-- START OF DOCUMENT --

3 March 2011

Business Cashflow: Read Between The Lines!

This is part 2 of the financial statement series. You can read part 1 HERE

In this post, I will be discussing how to read a cashflow statement in conjunction with the other financial statements in order to get a clear picture of how well a company is performing.

The cashflow statement is an interesting document to keep an eye on, as it tracks cash flowing in and out of the business at a specific point in time. Because the availability and flow of cash is the most important thing to a business or investment, I quickly realised that knowing how to do this can put you at an advantage and allow you to see what is happening to any business or investment. It shows what is happening within the company, usually on a month by month basis, which enables you to have a more detailed idea on things that are happening currently and any cash crises that may be on the way.

It shows where the money is coming from and how it is being spent and uses information recorded on the balance sheet and income statement to do so.

A cashflow statement is typically split into 3 parts

Operating Activities
Investing Activities
Financing Activities

Before we begin I will mention that for each of these 3 parts there will be information relating to cash receipts and cash payments. The cash receipts is simply the money coming in to the business and the cash payments is the money going out of the business.

So…lets crack on with the first!

Operating Activities

The operating activities have a lot to do with the general day to day costs of running the business .The cash receipts for operating activities documents things such as the sale of goods/services, interest revenue/dividend revenue etc. Cash payments include things such as interest expense, taxes, rent, payroll etc

Investing Activities

The cash receipts in this area are usually derived from the sale of property and equipment. Things like the sale of segments of the business and particular investments are also included. As expected, cash payments include things such as the purchase of property, equipment, investments and business segments.

-- END OF DOCUMENT --
-- START OF EXTRACTED RECORDS --

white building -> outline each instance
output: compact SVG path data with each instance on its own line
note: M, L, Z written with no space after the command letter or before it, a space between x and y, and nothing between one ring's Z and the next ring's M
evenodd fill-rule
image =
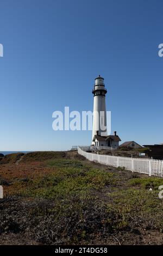
M93 99L93 119L92 145L117 148L120 138L115 132L114 135L107 135L105 95L107 93L104 78L100 76L95 78L92 90Z

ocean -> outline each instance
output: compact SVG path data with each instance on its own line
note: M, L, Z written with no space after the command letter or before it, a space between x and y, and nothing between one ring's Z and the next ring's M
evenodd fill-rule
M32 152L31 151L0 151L0 154L3 154L5 156L5 155L8 155L9 154L12 153L29 153Z

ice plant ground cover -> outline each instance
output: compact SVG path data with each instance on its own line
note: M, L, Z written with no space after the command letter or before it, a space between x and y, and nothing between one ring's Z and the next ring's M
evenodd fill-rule
M163 179L76 151L11 154L0 163L1 244L162 243Z

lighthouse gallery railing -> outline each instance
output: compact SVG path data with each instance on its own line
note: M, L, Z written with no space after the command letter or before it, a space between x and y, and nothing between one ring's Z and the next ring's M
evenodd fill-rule
M99 155L87 153L85 147L78 147L78 153L90 161L115 167L125 167L126 169L131 172L163 178L162 160Z

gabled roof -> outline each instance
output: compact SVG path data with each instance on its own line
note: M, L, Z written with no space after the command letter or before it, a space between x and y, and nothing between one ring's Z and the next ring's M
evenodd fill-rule
M126 141L126 142L124 142L123 143L121 144L121 145L120 145L120 147L124 147L125 148L126 147L128 146L130 143L134 143L139 145L141 148L142 148L142 146L140 145L139 144L137 143L137 142L135 142L134 141Z
M109 135L109 136L107 136L106 140L109 138L111 138L112 139L112 141L116 141L116 142L118 142L118 141L121 141L121 139L118 136L118 135Z
M109 135L109 136L101 136L100 135L95 135L93 138L93 141L95 141L96 139L98 141L104 141L110 138L112 141L116 142L121 141L121 139L117 135Z

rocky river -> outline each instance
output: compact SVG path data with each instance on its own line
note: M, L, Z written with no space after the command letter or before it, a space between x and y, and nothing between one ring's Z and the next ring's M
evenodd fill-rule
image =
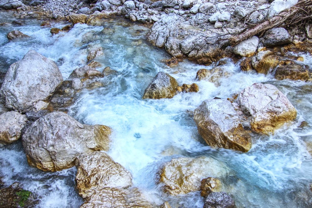
M311 207L309 31L211 53L276 1L0 10L0 207Z

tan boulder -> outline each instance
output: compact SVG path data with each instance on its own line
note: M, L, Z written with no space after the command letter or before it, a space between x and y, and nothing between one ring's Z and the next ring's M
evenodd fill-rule
M72 27L73 27L75 24L77 23L81 24L86 23L87 17L87 15L83 14L71 13L68 16L69 21L71 23Z
M153 208L135 188L124 189L106 187L97 190L80 208Z
M242 91L237 99L243 112L251 117L251 127L256 131L273 132L297 116L286 96L272 85L255 83Z
M44 171L56 171L75 165L82 153L108 151L110 128L80 123L66 113L48 113L35 121L22 136L29 164Z
M175 158L162 169L159 182L165 192L176 196L199 191L201 179L220 176L228 171L224 164L211 158Z
M177 93L178 87L175 79L167 73L160 72L145 89L142 98L171 98Z
M25 115L16 111L0 115L0 144L8 144L21 138L27 120Z
M18 30L13 30L7 33L7 37L9 41L10 41L13 39L23 37L30 37L23 34Z
M210 70L200 69L196 73L196 78L199 80L207 80L217 87L221 84L220 79L221 78L228 77L231 75L231 72L227 71L226 67L219 66Z
M206 197L212 192L218 192L221 191L222 185L220 180L217 178L208 177L202 180L200 189L202 192L200 196Z
M278 64L277 57L270 51L259 51L251 58L254 68L257 72L265 74L275 68Z
M208 145L243 152L251 148L250 132L243 128L230 101L204 101L194 111L194 119L198 132Z
M132 186L131 174L105 153L82 154L76 160L76 188L83 199L105 187L125 188Z
M276 69L274 77L279 80L288 79L293 80L308 81L311 80L311 75L310 70L304 66L290 64Z

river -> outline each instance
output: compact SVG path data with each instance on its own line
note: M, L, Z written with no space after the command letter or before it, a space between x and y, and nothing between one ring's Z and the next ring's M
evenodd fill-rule
M271 74L243 72L239 62L226 59L230 75L216 86L195 77L199 69L211 69L217 62L207 67L185 59L170 67L164 60L171 57L146 39L149 28L122 18L105 19L96 26L77 24L68 32L52 36L51 27L40 26L42 21L18 20L22 23L19 25L12 23L15 19L10 15L0 13L0 72L33 49L56 62L65 80L87 63L88 48L102 47L104 55L95 61L102 69L109 66L116 72L94 80L98 87L77 93L68 113L82 123L112 128L108 154L131 172L134 185L152 203L168 201L173 207L202 207L199 191L170 196L162 193L157 179L160 169L173 158L203 156L229 170L220 179L238 207L311 207L312 160L308 150L312 146L312 126L298 127L304 121L312 126L310 82L279 81ZM50 22L51 27L59 28L68 24ZM8 42L6 34L14 30L31 37ZM303 63L312 68L310 54L291 55L302 56ZM170 99L142 99L145 88L160 71L181 85L195 83L199 91ZM246 153L207 146L198 133L193 111L205 99L232 97L256 82L274 85L285 94L297 110L296 120L274 134L254 135L252 148ZM20 141L0 147L0 166L6 185L18 181L35 193L40 199L38 207L78 207L83 203L75 190L75 167L54 172L31 167Z

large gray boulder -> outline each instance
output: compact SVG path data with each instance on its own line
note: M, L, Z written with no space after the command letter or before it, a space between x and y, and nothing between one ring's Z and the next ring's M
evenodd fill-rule
M212 192L205 201L204 208L234 208L234 200L225 192Z
M62 81L55 62L30 50L21 60L10 66L0 96L7 107L26 112L37 102L47 99Z
M274 47L291 43L290 36L286 29L283 27L273 28L266 32L263 37L263 43L267 46Z
M272 85L255 83L240 93L237 102L251 127L257 132L273 132L296 118L297 111L287 97Z
M8 144L21 138L27 120L25 115L16 111L0 115L0 144Z
M180 157L165 164L159 182L165 192L176 196L199 191L201 181L207 176L222 177L229 172L224 164L212 158Z
M55 171L75 165L82 153L107 151L110 127L82 124L66 113L54 112L35 121L22 140L29 164Z
M194 111L194 118L199 134L208 145L243 152L251 148L249 132L228 101L204 101Z
M126 188L132 186L131 174L105 152L83 153L76 160L76 189L83 199L105 187Z
M167 73L160 72L145 89L142 98L171 98L177 93L178 87L175 79Z

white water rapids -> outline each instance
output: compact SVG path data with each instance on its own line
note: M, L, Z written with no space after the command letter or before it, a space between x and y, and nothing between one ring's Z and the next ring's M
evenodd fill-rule
M186 60L169 67L163 61L170 57L164 50L145 40L149 29L122 18L105 19L96 27L76 24L68 33L53 36L50 27L40 26L41 21L24 20L19 26L10 23L14 19L0 15L0 23L9 22L0 26L0 72L32 49L56 62L66 79L87 64L88 48L103 48L104 56L95 60L102 68L110 66L117 72L96 78L102 87L77 93L68 113L83 123L112 128L108 154L131 172L134 186L152 203L168 201L173 207L202 207L204 199L199 191L170 196L162 193L157 179L160 168L173 158L203 156L229 169L220 179L238 207L310 207L312 161L308 150L312 146L312 126L297 126L304 121L312 125L311 83L243 72L239 63L229 60L225 61L232 75L221 79L218 87L198 81L195 79L198 70L218 63L206 67ZM65 24L51 22L52 27ZM14 30L31 37L8 42L6 34ZM310 54L296 55L312 68ZM169 73L180 85L196 83L199 91L179 93L171 99L142 100L145 88L160 71ZM285 94L297 110L296 119L274 134L254 135L246 153L207 146L197 132L193 111L205 99L231 97L256 82L273 84ZM75 191L76 171L73 167L45 172L29 166L20 141L0 148L0 175L6 185L18 181L36 194L39 207L79 207L83 202Z

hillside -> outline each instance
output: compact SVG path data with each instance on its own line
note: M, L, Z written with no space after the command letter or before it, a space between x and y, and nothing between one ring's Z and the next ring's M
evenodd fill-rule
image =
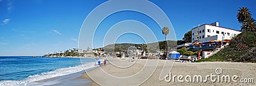
M231 61L256 62L256 32L244 31L230 41L230 45L202 61Z
M167 41L168 45L168 50L174 48L177 46L177 43L175 41ZM158 46L157 46L158 44ZM133 44L133 43L116 43L116 44L111 44L105 46L103 48L104 51L108 52L113 52L111 50L108 50L108 49L110 48L109 50L113 50L113 48L115 45L115 50L118 52L122 52L127 50L128 48L131 46L134 46L137 48L140 47L141 49L147 51L149 50L150 52L155 52L156 50L163 50L165 49L165 41L156 42L156 43L148 43L148 45L146 44ZM148 47L148 50L147 50L147 47ZM112 48L112 49L111 49Z

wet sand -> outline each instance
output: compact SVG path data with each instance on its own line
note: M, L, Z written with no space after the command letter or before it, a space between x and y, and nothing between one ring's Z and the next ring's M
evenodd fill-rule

-- END OF EXTRACTED RECORDS --

**TO BE DONE**
**A.** According to the post on cashflow statements, into which three parts is a cashflow statement typically split?
**B.** Copy, unchanged, the part of the records that opens with the line containing "ice plant ground" and closes with the line containing "M99 155L87 153L85", including both of those lines.

**ANSWERS TO THE TASKS**
**A.** Operating activities, investing activities, and financing activities.

**B.**
ice plant ground cover -> outline each instance
output: compact SVG path data with each instance on its own line
note: M, L, Z written with no space after the command letter or before it, a space between x and y, and nothing between one ring's Z and the next ring's M
evenodd fill-rule
M163 179L76 151L11 154L0 163L1 244L162 243Z

lighthouse gallery railing -> outline each instance
output: compact SVG path data with each instance on its own line
note: M, L, Z written with no space after the command letter or before it, a space between x and y, and nothing between one ring's Z and the next ring's M
evenodd fill-rule
M99 155L87 153L85 147L78 147L78 153L90 161L115 167L125 167L126 169L131 172L163 178L162 160Z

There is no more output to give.